All of the records below need to be returned exactly.

Start of INPUT MATERIAL

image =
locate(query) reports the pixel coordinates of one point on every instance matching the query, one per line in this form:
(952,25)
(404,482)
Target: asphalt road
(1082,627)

End of INPUT MATERIAL

TASK RESPONSE
image =
locate(query) reports the pixel coordinates of one point on every instance matching the query, one per line in this form:
(952,25)
(404,482)
Target: asphalt road
(1082,627)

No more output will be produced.